▸ TASK STATEMENT
Format the rows below, from the line containing "Locate one point per instance of the braid" through the line containing "[(195, 90), (317, 102)]", as a numbered list, leaving out any blank lines.

▸ EXTRACTED RECORDS
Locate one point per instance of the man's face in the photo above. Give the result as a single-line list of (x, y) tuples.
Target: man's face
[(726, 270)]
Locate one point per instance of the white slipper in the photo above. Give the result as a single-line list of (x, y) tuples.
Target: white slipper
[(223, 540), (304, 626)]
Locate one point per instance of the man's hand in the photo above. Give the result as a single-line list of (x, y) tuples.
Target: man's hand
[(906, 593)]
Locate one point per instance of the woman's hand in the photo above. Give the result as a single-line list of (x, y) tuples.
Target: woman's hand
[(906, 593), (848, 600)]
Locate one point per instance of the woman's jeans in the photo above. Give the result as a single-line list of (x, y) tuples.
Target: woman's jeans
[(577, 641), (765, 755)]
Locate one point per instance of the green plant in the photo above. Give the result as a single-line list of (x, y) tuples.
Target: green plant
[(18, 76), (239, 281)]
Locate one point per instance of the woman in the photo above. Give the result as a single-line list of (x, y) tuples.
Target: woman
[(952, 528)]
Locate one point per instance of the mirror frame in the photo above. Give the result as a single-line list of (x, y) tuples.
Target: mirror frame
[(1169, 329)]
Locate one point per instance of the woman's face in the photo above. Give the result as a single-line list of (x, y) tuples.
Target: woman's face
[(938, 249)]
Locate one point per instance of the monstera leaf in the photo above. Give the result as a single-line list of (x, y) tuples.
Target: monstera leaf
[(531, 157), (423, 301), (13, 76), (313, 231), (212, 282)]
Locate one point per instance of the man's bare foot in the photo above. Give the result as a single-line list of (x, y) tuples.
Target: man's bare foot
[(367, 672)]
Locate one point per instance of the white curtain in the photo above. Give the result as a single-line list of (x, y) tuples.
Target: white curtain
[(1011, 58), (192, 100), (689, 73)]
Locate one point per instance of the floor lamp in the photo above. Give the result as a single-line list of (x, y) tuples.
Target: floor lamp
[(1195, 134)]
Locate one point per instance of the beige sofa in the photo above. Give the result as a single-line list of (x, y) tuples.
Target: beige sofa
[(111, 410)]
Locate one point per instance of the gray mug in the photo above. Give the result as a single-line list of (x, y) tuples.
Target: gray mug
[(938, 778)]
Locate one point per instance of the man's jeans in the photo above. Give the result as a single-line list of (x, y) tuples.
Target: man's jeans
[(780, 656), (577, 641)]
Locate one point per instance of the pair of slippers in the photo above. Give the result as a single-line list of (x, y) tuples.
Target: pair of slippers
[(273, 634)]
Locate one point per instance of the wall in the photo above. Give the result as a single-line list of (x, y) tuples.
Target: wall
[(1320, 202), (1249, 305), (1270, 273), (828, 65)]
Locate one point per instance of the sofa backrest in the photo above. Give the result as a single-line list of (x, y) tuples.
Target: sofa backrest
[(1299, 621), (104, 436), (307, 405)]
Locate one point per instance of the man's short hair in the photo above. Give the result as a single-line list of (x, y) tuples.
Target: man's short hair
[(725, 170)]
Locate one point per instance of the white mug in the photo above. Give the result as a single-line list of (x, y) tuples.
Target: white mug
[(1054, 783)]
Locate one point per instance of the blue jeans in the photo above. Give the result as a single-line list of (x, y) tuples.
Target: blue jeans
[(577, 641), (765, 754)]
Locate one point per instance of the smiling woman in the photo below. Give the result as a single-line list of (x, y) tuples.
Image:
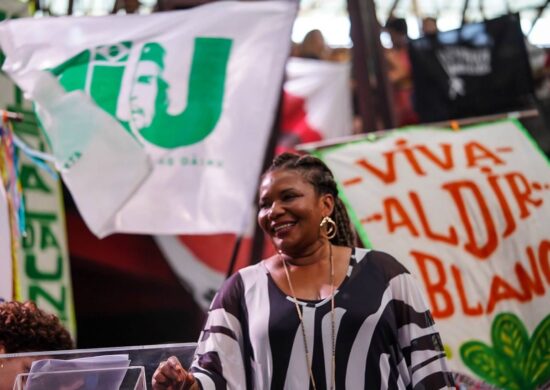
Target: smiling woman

...

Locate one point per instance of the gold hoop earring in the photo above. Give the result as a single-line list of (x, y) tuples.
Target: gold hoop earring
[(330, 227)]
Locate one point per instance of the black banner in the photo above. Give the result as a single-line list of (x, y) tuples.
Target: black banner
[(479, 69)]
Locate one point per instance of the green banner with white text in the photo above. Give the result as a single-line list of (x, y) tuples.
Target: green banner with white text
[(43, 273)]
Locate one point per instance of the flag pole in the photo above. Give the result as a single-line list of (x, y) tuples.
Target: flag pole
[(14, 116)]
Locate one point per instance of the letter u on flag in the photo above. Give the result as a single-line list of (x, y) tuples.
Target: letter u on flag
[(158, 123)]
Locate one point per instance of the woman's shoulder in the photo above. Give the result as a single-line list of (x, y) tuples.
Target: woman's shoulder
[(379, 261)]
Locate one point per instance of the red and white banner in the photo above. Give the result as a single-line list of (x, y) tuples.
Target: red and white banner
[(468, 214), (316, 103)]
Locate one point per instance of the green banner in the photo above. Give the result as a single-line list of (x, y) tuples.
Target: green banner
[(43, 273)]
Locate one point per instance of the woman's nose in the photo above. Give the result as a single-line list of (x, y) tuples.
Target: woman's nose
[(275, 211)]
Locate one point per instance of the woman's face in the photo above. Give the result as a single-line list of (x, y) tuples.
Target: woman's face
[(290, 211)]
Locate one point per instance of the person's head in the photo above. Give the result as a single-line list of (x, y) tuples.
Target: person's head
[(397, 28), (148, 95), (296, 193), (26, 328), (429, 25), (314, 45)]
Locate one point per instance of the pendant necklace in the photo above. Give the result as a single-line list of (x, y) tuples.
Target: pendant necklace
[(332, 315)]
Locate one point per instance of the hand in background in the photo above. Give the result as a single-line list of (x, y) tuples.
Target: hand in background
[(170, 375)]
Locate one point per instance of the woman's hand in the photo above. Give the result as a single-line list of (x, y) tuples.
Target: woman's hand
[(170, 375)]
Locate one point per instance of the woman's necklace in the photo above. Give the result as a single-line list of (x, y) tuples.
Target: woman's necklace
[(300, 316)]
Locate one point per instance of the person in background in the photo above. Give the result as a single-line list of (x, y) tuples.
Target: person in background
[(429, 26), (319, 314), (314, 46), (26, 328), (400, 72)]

--

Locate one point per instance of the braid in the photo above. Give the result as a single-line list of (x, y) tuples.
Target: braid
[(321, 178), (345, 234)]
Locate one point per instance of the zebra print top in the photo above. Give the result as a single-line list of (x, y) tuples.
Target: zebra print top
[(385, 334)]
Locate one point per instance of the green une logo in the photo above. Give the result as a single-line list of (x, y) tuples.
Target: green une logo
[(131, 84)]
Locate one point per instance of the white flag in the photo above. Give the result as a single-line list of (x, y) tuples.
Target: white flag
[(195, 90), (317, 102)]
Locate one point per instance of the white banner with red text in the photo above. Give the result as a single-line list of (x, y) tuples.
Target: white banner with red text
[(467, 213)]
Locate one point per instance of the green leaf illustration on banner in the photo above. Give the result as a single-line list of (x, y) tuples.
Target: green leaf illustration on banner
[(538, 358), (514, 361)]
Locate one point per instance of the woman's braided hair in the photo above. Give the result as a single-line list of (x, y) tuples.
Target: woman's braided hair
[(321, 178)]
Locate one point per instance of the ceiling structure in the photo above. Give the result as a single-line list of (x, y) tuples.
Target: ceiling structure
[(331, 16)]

▸ WRITTEN RESPONSE
1. Locate one point per instance of the braid in the photo above. Give the result as a single-line list of (x, y) tuples.
2. Target: braid
3. [(321, 178), (345, 234)]
4. Locate one point per instance of the zebra print top in the photo above. Give the result as a single-line list of (x, y) tuples.
5. Target: zebra print top
6. [(385, 334)]
7. Locate one point per instance of the green une logo in the photo above. Give the result as a single-line list of (x, y) tuples.
8. Target: green une logo
9. [(131, 84)]
10. Locate one point per instance of the white flag in the photo above. Give the result as a single-line list of (x, y) tuples.
11. Target: white flag
12. [(195, 90), (317, 102)]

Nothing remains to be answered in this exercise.